Balıkesir'in Sındırgı ilçesinde meydana gelen ve çevre illerde de şiddetli şekilde hissedilen 6,1 büyüklüğündeki deprem, bölgede büyük bir korku ve paniğe neden oldu. Sarsıntının ardından yüzlerce artçı depremle beşik gibi sallanan bölgeye ilişkin en net ve aydınlatıcı açıklamalardan biri, Dokuz Eylül Üniversitesi (DEÜ) Deprem Araştırma ve Uygulama Merkezi (DAUM) Müdürü ve AFAD Deprem Bilim Kurulu Üyesi Prof. Dr. Hasan Sözbilir'den geldi. Bölgedeki sismik hareketliliğin bir "deprem fırtınası" şeklinde sürdüğünü ifade eden Sözbilir, bu durumun ne anlama geldiğini ve vatandaşların nelere dikkat etmesi gerektiğini anlattı.
Deprem fırtınası nedir, korkmalı mıyız?

_ _ _ _ _ _ _

=== Yazılı Soru ===
Sındırgı depremi metninde "Balıkesir'in Sındırgı ilçesinde" ile başlayıp "nedir, korkmalı mıyız?" ile biten bölümü hiçbir değişiklik yapmadan yazın. Kayıtların Sındırgı depremi metniyle bir bağlantısı yoktur.

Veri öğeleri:
_ _ _ _ _ _ _

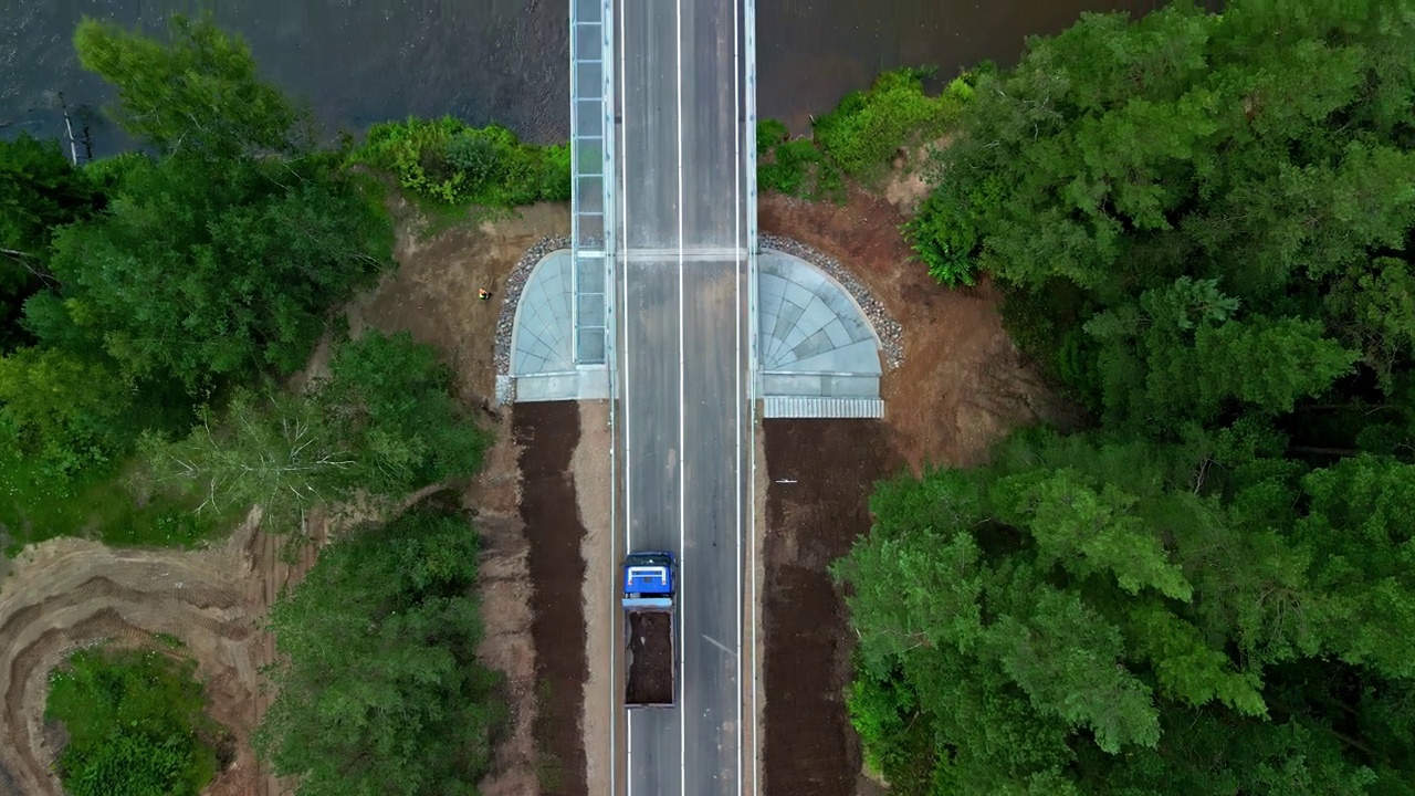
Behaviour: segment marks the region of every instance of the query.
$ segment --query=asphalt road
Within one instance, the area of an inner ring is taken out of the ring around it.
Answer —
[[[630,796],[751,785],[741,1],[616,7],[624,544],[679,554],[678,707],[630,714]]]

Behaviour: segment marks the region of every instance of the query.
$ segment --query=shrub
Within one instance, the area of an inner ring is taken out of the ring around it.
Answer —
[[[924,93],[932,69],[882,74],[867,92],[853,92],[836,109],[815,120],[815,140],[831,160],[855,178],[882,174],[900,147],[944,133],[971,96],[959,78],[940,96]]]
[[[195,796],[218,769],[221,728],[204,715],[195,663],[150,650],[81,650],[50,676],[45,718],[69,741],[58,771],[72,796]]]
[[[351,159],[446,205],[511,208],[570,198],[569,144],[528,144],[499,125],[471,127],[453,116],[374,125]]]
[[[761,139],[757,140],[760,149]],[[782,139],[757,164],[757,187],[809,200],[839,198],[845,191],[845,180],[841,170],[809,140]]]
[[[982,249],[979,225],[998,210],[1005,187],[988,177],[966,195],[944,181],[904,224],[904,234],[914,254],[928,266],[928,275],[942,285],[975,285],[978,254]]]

_ _ _ _ _ _ _

=== Doğru Cevap ===
Balıkesir'in Sındırgı ilçesinde meydana gelen ve çevre illerde de şiddetli şekilde hissedilen 6,1 büyüklüğündeki deprem, bölgede büyük bir korku ve paniğe neden oldu. Sarsıntının ardından yüzlerce artçı depremle beşik gibi sallanan bölgeye ilişkin en net ve aydınlatıcı açıklamalardan biri, Dokuz Eylül Üniversitesi (DEÜ) Deprem Araştırma ve Uygulama Merkezi (DAUM) Müdürü ve AFAD Deprem Bilim Kurulu Üyesi Prof. Dr. Hasan Sözbilir'den geldi. Bölgedeki sismik hareketliliğin bir "deprem fırtınası" şeklinde sürdüğünü ifade eden Sözbilir, bu durumun ne anlama geldiğini ve vatandaşların nelere dikkat etmesi gerektiğini anlattı.
Deprem fırtınası nedir, korkmalı mıyız?